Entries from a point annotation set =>
+ + + + +

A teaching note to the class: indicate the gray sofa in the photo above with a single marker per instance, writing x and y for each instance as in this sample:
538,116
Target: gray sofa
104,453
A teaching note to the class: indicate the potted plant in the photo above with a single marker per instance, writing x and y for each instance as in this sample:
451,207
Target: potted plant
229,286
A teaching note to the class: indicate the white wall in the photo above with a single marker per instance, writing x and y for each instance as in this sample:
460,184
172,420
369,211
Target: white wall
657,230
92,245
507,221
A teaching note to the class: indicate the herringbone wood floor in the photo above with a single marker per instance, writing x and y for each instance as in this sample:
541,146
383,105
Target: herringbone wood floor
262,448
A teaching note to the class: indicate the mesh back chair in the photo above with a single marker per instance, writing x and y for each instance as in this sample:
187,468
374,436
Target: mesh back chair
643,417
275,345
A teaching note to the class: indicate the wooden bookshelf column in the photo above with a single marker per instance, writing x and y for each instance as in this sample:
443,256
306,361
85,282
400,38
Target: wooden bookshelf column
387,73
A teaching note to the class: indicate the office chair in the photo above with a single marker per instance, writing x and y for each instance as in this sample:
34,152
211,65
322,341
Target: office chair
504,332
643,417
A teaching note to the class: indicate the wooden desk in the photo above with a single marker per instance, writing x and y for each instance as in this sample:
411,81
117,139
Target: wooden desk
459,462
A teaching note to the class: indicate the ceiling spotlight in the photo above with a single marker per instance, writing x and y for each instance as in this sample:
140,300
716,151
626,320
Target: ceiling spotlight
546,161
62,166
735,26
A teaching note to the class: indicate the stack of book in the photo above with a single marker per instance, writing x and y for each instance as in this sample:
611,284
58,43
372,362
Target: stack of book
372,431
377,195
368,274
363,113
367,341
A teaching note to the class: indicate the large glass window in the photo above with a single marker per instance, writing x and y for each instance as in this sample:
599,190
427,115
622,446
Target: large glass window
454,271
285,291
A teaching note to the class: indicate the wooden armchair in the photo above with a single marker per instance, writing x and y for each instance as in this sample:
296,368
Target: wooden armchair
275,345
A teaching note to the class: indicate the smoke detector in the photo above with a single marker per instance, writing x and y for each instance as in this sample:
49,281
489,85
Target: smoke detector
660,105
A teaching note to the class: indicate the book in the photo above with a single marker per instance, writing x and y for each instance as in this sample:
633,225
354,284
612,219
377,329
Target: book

+ + + + +

Task goal => Lay out every row above as a numbered list, leaving out any blank lines.

Answer in full =>
1. A teaching note to the class: indicate the gray sofa in the photo above with a single marker per instance, writing x and y for each instance as in this sample:
2. 538,116
3. Target: gray sofa
4. 104,453
5. A teaching note to the class: indicate the potted plant in the photo above with a single marker per instance, writing x and y for each instance as in this sample:
6. 451,207
7. Target: potted plant
8. 229,286
9. A teaching note to the class: indicate the white wall in the photo above with a single marker per instance, writing x and y for each instance as in this sample:
10. 460,184
11. 172,420
12. 369,211
13. Target: white wall
14. 657,230
15. 92,245
16. 507,221
17. A teaching note to the class: indicate the herringbone wood floor in the photo above with a single marker per instance, writing x and y for each instance as in this sample:
18. 541,146
19. 383,105
20. Target: herringbone wood floor
21. 262,448
22. A teaching note to the class: indicate the mesh back chair in the photo above with a single marker per instance, writing x and y for each instance as in this sample:
23. 187,468
24. 374,436
25. Target: mesh back chair
26. 643,417
27. 275,345
28. A teaching note to the class: indicate the wooden bookshelf column in the photo above with a single marker per instance, writing x and y for each instance as in this sample:
29. 443,256
30. 306,361
31. 85,282
32. 400,38
33. Target: wooden bookshelf column
34. 387,73
35. A teaching note to the class: indicate the office chair in the photo above with a single marker per instance, writing x and y for each instance as in this sample:
36. 34,152
37. 211,65
38. 322,341
39. Target: office chair
40. 504,332
41. 643,417
42. A teaching note to the class: indicate the wooden desk in the photo above with a single marker per instance, writing x and y for each instance as in this sample:
43. 411,81
44. 117,139
45. Target: wooden desk
46. 459,462
47. A teaching note to the class: indicate the ceiling spotlight in the photo above with a single marker per instance, writing x and y for each instance as in this sample:
48. 140,300
49. 716,151
50. 626,320
51. Target: ceiling spotlight
52. 546,161
53. 62,166
54. 735,26
55. A teaching note to the class: indicate the stack of book in the photo above with a single marker per instance, writing x and y for each instance as in this sample:
56. 611,284
57. 58,43
58. 372,362
59. Target: stack of book
60. 372,431
61. 377,195
62. 368,274
63. 363,113
64. 367,341
65. A teaching note to the class: indicate the large glass window in the photo above with a single marker per instance, writing x and y for each instance as in this sample:
66. 599,190
67. 427,115
68. 622,446
69. Target: large glass window
70. 454,271
71. 285,291
72. A teaching note to the class: indicate the wooden armchair in the photo above with a single marker per instance, writing x and y for each instance as in this sample:
73. 296,368
74. Target: wooden armchair
75. 275,345
76. A teaching note to the class: indicate the smoke detector in the photo above with a single marker per instance, writing x and y for each instance as in this sample:
77. 49,281
78. 489,85
79. Target: smoke detector
80. 660,105
81. A teaching note to the class: indicate the book in the photo above with a single marker per instance, writing x and y for each instance as in this sample:
82. 633,225
83. 354,284
84. 612,219
85. 377,329
86. Target: book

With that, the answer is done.